**Material provided:**
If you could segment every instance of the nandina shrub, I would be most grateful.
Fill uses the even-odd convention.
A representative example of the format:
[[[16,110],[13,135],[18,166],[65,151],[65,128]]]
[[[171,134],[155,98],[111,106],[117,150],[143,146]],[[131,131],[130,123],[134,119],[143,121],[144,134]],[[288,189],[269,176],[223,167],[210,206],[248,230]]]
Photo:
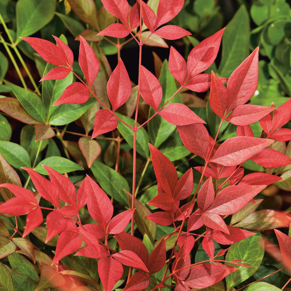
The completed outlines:
[[[54,163],[53,154],[36,166],[41,143],[32,166],[21,167],[22,175],[25,176],[23,173],[27,172],[29,175],[23,187],[17,173],[7,162],[14,168],[20,167],[11,158],[9,147],[3,144],[0,151],[7,157],[7,161],[0,155],[1,181],[6,182],[0,185],[6,200],[0,205],[3,214],[0,253],[2,258],[8,256],[8,261],[3,261],[5,265],[0,264],[0,283],[9,290],[24,290],[24,285],[19,282],[21,280],[29,286],[25,290],[38,290],[58,288],[77,291],[93,288],[110,291],[118,288],[128,291],[162,288],[228,290],[234,287],[240,290],[250,285],[247,290],[278,290],[267,283],[247,280],[259,269],[264,250],[282,264],[280,270],[287,268],[288,271],[291,267],[291,238],[275,230],[280,252],[267,236],[264,238],[263,232],[281,228],[285,228],[282,230],[285,232],[291,219],[286,213],[272,209],[256,211],[263,200],[260,193],[280,180],[279,175],[291,164],[287,155],[275,149],[278,149],[279,144],[285,146],[285,142],[290,139],[290,130],[281,128],[291,118],[291,101],[277,108],[246,104],[257,85],[259,48],[227,79],[213,71],[211,74],[203,73],[216,57],[224,29],[195,46],[187,63],[171,47],[168,70],[177,82],[173,83],[175,87],[173,93],[168,95],[171,90],[167,88],[163,91],[160,81],[142,65],[143,47],[152,36],[174,40],[190,34],[175,25],[162,26],[179,13],[184,1],[160,0],[156,14],[142,1],[138,1],[129,13],[125,0],[103,0],[102,2],[105,9],[119,22],[101,31],[98,36],[121,38],[130,34],[132,41],[139,46],[138,82],[133,93],[127,69],[120,59],[107,83],[109,103],[99,98],[92,86],[98,73],[99,61],[82,36],[79,37],[78,63],[83,78],[73,69],[73,53],[61,38],[53,37],[56,45],[41,39],[21,38],[49,63],[41,81],[62,80],[72,73],[76,81],[57,100],[51,97],[46,113],[44,108],[48,101],[44,96],[42,100],[35,99],[27,91],[24,96],[22,90],[24,89],[11,83],[7,84],[27,113],[16,103],[16,99],[4,99],[22,108],[23,111],[19,111],[22,115],[18,118],[36,125],[36,139],[40,141],[53,137],[54,131],[60,134],[59,129],[51,126],[60,125],[50,122],[50,111],[63,110],[64,104],[83,104],[88,101],[92,104],[97,101],[100,109],[94,115],[93,133],[91,136],[88,134],[90,126],[87,121],[86,134],[79,140],[78,146],[99,185],[89,174],[74,185],[74,176],[69,177],[65,172],[82,168],[72,162],[66,162],[62,167],[61,163],[65,162],[60,158]],[[149,31],[144,31],[143,23]],[[137,28],[142,29],[138,30]],[[122,44],[118,41],[116,45],[119,55]],[[164,73],[166,66],[161,69]],[[170,77],[169,74],[166,78]],[[200,93],[209,89],[208,110],[219,120],[217,128],[208,128],[215,131],[214,138],[204,120],[182,103],[179,96],[179,92],[187,90]],[[137,101],[133,113],[134,118],[132,119],[116,111],[133,98]],[[141,119],[140,102],[145,102],[151,108],[148,118],[140,125],[137,122]],[[78,109],[69,108],[72,111]],[[17,118],[14,112],[7,108],[6,111],[2,110]],[[92,119],[89,115],[81,122],[85,122],[86,118]],[[32,121],[34,118],[36,122]],[[254,137],[250,125],[258,121],[262,129],[259,138]],[[218,143],[220,133],[227,123],[237,127],[236,136]],[[151,142],[148,144],[145,128],[150,124]],[[179,159],[171,161],[170,153],[167,153],[167,157],[159,150],[163,142],[157,141],[157,135],[153,134],[153,131],[163,131],[163,124],[172,125],[170,128],[164,126],[164,130],[177,132],[176,137],[179,136],[189,151],[185,155],[189,152],[194,154],[200,165],[195,167],[194,170],[190,168],[183,169],[183,173],[177,171],[172,162]],[[115,170],[96,160],[101,149],[96,139],[106,139],[107,136],[102,135],[117,127],[133,149],[131,188],[119,173],[118,155]],[[122,141],[118,139],[117,141],[120,147]],[[277,147],[273,147],[274,144]],[[175,150],[179,150],[177,149]],[[17,155],[13,156],[15,160]],[[137,167],[141,159],[146,162],[143,170],[139,171]],[[249,166],[245,165],[247,161],[260,165],[265,172],[249,170]],[[151,163],[156,186],[143,200],[137,194]],[[245,173],[245,168],[248,169]],[[44,177],[46,175],[50,180]],[[128,179],[126,174],[123,175]],[[31,179],[33,184],[31,191],[26,189]],[[142,203],[145,199],[150,208]],[[25,215],[23,231],[18,216]],[[14,216],[15,223],[12,225],[8,220]],[[56,242],[55,249],[39,249],[38,243],[34,245],[30,240],[33,235],[31,233],[42,242],[42,245],[53,247],[54,241]],[[83,258],[75,261],[79,263],[93,264],[95,272],[89,275],[74,270],[73,261],[70,259],[72,254]],[[285,278],[285,273],[280,277]],[[263,277],[270,274],[262,275]],[[288,283],[284,285],[286,278],[286,281],[279,282],[284,287]]]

**Directions for this task:** Could you repeat the records from the start up to and including the line with "[[[16,110],[13,135],[18,166],[65,151],[65,128]]]", switching "nandina shrub" to "nandina bush" and leaving everything else unchanged?

**Exercise answer:**
If you could segment every instance of the nandina bush, I would be most grateful.
Fill uses the even-odd convention.
A representative example of the format:
[[[16,110],[13,135],[18,166],[65,151],[65,128]]]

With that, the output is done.